>> Begin GIVEN RECORDS
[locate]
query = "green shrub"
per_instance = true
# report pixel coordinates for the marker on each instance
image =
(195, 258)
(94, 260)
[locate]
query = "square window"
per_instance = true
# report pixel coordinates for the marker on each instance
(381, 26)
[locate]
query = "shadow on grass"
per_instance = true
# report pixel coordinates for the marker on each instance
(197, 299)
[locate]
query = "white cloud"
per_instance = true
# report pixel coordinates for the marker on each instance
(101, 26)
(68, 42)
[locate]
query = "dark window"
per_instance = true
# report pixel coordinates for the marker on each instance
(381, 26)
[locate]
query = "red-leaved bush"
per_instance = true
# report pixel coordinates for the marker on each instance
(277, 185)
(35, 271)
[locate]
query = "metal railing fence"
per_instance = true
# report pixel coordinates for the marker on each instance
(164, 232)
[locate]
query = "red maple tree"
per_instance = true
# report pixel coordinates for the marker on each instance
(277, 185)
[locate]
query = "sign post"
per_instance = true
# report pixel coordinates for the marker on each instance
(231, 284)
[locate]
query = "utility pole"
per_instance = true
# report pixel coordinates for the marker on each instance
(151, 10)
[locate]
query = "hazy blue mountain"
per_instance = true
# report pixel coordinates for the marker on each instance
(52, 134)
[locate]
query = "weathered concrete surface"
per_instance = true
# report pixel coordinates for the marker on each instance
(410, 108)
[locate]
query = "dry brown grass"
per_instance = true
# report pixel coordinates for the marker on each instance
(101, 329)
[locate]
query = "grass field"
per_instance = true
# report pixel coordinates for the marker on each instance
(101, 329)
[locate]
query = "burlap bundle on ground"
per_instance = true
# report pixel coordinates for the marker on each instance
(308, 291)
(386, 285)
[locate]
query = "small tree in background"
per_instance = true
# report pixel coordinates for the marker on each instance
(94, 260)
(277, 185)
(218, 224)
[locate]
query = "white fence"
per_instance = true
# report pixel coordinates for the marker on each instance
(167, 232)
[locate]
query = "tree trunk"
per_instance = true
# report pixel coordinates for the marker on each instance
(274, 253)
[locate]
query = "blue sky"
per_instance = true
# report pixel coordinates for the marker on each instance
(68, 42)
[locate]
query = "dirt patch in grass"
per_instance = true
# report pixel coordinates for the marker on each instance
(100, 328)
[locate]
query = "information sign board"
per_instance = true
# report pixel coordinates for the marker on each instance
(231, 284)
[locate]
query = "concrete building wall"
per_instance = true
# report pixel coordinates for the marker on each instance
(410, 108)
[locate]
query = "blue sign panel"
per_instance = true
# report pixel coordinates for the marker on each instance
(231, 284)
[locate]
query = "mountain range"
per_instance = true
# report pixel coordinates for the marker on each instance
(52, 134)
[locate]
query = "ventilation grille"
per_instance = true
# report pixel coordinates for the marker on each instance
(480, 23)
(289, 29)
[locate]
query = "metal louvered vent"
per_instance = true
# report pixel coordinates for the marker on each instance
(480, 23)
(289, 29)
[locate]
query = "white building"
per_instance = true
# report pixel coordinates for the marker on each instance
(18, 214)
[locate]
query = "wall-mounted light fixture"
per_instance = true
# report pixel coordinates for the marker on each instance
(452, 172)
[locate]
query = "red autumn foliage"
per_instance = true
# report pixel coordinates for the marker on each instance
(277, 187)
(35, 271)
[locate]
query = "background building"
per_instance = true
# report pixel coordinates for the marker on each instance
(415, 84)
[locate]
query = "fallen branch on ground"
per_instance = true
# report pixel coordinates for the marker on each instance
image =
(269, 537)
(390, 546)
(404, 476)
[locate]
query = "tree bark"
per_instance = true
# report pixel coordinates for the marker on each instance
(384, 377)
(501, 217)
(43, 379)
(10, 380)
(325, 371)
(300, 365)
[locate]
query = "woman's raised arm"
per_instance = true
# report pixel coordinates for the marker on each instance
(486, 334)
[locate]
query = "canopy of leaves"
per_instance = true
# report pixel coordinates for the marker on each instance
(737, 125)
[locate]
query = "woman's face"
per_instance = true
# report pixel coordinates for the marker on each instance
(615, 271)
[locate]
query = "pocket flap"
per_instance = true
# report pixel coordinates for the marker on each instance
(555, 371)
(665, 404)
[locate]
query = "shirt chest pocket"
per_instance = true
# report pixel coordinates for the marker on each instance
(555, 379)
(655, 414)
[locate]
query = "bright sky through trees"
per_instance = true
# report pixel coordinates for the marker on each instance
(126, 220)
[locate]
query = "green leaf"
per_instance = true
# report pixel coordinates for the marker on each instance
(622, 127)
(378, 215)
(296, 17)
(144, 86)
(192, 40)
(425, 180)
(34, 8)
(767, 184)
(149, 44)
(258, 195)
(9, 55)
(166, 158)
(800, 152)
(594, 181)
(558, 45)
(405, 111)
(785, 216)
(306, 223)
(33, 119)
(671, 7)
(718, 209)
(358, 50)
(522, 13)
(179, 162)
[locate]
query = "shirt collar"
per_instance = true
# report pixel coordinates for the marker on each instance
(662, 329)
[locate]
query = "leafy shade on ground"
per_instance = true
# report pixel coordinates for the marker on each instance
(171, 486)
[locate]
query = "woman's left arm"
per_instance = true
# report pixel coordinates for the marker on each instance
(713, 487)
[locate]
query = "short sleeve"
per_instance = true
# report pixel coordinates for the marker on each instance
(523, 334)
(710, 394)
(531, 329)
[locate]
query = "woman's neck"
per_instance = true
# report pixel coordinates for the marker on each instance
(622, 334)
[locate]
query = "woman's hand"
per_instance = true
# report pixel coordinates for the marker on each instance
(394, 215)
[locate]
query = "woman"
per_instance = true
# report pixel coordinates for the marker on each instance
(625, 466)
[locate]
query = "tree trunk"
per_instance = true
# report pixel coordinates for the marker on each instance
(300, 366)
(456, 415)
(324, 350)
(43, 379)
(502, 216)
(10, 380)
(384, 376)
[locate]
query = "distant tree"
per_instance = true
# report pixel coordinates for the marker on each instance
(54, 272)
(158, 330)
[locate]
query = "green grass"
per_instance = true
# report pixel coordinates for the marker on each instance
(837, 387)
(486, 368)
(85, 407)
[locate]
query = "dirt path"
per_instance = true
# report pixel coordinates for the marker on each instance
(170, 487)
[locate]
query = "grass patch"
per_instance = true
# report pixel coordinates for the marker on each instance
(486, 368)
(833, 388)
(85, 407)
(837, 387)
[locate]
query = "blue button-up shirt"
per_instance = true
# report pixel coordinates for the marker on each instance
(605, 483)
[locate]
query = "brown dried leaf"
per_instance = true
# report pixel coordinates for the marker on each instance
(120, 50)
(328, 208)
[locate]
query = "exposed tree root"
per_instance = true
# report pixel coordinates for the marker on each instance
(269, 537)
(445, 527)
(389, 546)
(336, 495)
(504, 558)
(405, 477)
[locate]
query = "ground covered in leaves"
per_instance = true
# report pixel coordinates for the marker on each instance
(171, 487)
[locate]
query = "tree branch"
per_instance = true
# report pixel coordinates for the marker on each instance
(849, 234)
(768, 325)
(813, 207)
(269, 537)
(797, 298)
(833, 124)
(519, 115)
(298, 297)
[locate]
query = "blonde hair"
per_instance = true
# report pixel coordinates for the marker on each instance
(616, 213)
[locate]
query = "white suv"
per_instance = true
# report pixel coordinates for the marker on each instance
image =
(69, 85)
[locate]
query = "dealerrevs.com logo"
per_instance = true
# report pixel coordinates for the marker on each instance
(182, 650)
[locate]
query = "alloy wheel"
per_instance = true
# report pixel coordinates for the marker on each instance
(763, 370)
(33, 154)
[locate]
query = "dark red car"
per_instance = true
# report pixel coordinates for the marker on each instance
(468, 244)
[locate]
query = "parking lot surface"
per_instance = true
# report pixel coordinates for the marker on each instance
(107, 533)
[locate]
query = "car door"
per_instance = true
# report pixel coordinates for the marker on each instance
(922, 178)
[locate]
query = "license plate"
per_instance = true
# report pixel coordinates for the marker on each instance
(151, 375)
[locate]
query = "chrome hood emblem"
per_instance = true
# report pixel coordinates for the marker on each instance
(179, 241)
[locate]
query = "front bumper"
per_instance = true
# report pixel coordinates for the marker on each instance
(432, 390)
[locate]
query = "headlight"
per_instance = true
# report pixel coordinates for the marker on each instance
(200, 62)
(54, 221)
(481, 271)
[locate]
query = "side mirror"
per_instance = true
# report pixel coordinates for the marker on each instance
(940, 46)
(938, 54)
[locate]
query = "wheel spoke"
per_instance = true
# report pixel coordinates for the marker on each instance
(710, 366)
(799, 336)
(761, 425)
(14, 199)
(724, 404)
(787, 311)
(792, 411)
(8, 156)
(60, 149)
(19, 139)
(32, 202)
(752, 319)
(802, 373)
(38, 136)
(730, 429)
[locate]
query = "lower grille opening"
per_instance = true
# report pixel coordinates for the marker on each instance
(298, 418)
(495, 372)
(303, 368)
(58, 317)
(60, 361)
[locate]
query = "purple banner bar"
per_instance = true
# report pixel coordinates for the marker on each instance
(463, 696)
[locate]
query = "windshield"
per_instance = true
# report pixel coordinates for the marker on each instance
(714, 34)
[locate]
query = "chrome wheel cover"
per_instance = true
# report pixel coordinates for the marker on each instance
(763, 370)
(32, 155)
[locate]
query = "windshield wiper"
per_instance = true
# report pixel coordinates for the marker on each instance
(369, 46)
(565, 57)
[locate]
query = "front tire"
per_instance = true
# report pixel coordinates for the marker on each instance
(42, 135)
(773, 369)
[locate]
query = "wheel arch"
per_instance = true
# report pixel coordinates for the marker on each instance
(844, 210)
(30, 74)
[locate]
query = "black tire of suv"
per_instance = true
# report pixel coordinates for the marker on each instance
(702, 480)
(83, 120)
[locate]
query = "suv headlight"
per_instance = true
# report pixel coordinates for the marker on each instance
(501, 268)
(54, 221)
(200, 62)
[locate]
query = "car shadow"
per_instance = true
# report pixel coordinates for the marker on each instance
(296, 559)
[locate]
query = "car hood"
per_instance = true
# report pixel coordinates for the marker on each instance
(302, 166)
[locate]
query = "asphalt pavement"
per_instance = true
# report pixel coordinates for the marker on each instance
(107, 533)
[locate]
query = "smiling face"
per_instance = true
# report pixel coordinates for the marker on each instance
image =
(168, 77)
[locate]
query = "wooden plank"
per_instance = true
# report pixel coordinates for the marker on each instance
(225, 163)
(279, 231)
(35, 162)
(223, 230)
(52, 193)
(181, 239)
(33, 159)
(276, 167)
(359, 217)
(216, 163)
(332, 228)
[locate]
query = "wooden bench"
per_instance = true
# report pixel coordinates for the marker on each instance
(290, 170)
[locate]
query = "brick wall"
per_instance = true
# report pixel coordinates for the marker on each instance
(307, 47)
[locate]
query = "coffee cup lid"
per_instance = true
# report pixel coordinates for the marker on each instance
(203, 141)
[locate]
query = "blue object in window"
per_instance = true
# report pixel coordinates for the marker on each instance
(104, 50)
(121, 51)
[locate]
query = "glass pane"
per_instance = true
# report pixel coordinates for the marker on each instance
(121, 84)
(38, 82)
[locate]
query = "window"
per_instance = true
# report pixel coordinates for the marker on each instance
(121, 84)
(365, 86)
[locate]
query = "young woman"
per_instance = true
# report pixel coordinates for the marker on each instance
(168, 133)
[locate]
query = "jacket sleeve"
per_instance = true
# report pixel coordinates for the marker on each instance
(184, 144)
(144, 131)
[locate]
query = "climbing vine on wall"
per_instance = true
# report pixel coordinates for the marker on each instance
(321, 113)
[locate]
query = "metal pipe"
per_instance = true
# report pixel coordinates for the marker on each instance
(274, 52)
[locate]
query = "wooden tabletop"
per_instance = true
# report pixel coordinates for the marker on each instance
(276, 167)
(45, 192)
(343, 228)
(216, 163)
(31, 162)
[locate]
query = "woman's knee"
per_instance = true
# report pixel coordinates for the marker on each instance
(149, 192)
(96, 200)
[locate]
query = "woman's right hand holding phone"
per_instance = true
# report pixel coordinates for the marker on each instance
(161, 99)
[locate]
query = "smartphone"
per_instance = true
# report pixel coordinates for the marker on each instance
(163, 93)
>> End GIVEN RECORDS
• DESCRIPTION OF THE TASK
Please report every line of the records that contains the word "background", copying each line in full.

• EXERCISE RESPONSE
query = "small tree in background"
query = "background building"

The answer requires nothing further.